*What you have to do*
How many lines in the material below include the string "utility"? Answer with the number only.

*Records supplied*
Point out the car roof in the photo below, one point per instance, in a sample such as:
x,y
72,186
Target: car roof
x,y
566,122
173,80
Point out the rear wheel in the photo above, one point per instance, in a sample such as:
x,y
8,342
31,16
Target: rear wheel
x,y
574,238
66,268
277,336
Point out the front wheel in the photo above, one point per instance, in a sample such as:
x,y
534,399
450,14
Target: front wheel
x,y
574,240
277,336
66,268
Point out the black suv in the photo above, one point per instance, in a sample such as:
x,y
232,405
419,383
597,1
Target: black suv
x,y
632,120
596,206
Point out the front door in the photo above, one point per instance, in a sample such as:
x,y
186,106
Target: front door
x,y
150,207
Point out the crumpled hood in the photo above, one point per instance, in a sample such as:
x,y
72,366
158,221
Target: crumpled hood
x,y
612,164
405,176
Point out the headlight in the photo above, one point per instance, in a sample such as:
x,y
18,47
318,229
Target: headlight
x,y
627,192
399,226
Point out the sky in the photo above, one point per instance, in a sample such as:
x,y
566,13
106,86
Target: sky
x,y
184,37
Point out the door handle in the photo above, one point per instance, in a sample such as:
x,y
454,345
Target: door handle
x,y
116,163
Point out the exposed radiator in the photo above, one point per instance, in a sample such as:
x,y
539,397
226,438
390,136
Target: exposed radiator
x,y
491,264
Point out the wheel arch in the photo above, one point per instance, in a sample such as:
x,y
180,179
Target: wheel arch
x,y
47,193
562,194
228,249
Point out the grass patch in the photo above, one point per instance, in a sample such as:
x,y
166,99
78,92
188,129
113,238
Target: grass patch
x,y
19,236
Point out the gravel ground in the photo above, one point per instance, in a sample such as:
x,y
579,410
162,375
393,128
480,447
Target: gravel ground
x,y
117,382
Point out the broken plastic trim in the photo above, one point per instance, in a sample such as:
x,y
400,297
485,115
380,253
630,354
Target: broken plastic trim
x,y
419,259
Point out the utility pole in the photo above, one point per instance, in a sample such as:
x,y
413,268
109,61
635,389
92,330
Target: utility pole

*Result below*
2